- Given instruction -
Please rewrite the items below, swapping "Markers" for "Points" wherever it occurs and keeping everything else the same.

Items from a data source
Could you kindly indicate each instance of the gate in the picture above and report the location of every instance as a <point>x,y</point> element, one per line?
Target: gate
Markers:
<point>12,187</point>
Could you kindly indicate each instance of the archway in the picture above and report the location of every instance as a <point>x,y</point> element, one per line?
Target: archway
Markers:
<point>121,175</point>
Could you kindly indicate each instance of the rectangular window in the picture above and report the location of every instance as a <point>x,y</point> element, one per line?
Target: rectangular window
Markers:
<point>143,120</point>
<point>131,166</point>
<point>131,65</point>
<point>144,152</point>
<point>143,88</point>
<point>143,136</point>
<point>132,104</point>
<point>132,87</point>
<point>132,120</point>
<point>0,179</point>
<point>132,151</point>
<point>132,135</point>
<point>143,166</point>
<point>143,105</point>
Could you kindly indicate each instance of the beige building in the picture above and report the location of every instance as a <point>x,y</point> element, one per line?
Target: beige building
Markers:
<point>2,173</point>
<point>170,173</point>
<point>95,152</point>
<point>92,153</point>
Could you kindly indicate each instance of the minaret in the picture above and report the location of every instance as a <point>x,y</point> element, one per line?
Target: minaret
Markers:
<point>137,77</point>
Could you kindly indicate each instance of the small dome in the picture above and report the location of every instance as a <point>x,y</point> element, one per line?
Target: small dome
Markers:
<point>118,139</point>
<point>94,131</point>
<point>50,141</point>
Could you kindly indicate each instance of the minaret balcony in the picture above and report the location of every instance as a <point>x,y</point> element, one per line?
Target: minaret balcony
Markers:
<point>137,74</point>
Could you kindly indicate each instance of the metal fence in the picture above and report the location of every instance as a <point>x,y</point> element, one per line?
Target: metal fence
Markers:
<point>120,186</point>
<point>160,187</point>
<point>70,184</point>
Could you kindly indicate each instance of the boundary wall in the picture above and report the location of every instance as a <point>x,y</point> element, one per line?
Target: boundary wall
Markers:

- Written response -
Could you kindly indicate each instance of the gate in the picture above and report the location of every instance as a <point>x,y</point> element, one per line?
Target: gate
Points:
<point>12,187</point>
Could you kindly indicate each instance of the archway in the picture above and report the location of every instance as a <point>x,y</point> element, one per line?
Target: archway
Points:
<point>121,175</point>
Could you kindly indicate each instance of the rectangular window in the picture above and report the location of every instance as a <point>x,y</point> element, one per line?
Target: rectangular window
Points:
<point>143,120</point>
<point>131,166</point>
<point>131,65</point>
<point>144,152</point>
<point>143,88</point>
<point>143,136</point>
<point>132,104</point>
<point>132,87</point>
<point>132,120</point>
<point>0,179</point>
<point>132,151</point>
<point>132,135</point>
<point>143,166</point>
<point>143,105</point>
Could you kindly indicate each instance of the beige building in the picture above and report the location of every instance as a <point>x,y</point> element, one per line?
Target: beige building
Points:
<point>2,173</point>
<point>170,173</point>
<point>95,152</point>
<point>92,153</point>
Could you kindly indicate each instance of the minaret in the picture above and report the location of every instance as a <point>x,y</point> element, one per line?
Target: minaret
Points:
<point>137,77</point>
Could you kindly indicate each instance of the small dome in the picture above and report the location of every instance as a <point>x,y</point> element, one per line?
Target: small dome
Points:
<point>118,139</point>
<point>94,131</point>
<point>50,141</point>
Could you kindly indicate each instance of the minaret balcony in the picture above and report the location of every instance as a <point>x,y</point> element, one per line?
Target: minaret balcony
Points:
<point>137,74</point>
Could you kindly indicate each instance of the metal fence in the picture above and report the location of every instance as a <point>x,y</point> element, one per line?
Target: metal fence
Points:
<point>120,186</point>
<point>160,187</point>
<point>70,184</point>
Could you kindly indicate each instance of the boundary wall in the picture above and report the location of every instance as a <point>x,y</point> element, one per line?
Target: boundary wall
Points:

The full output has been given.